> [About this exercise]: Look through the entries for the string "target", and copy each line that holds it.

+---+

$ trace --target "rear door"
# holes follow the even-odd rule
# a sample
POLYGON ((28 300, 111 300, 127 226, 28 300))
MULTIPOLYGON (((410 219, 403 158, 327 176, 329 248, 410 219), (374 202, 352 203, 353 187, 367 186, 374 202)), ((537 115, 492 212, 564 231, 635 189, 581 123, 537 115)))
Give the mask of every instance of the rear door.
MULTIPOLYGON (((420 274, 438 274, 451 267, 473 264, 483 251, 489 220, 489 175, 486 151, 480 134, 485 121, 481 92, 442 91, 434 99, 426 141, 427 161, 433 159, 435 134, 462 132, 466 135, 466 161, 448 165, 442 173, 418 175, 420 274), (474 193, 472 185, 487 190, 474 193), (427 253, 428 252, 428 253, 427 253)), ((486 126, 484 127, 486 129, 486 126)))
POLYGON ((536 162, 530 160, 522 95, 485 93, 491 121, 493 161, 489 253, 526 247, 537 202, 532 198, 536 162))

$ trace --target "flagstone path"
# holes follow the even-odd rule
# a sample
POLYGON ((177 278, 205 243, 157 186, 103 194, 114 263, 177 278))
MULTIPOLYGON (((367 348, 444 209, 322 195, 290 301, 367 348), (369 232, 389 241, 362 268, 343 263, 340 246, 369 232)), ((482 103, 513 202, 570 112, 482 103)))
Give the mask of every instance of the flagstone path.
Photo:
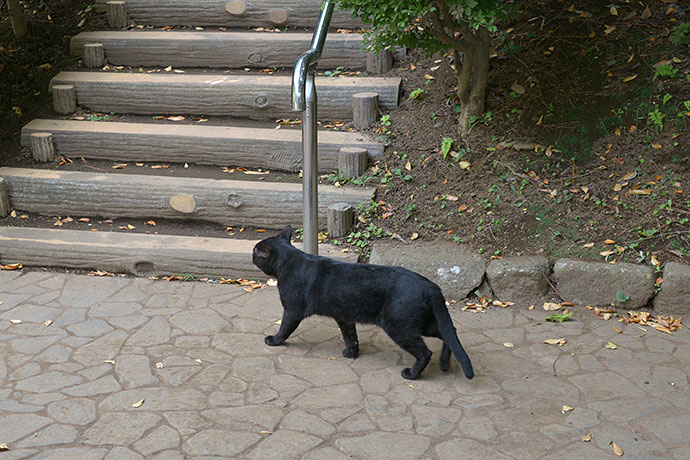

+---+

> [Answer box]:
$ trace --target "rear door"
$ trace --target "flagstone path"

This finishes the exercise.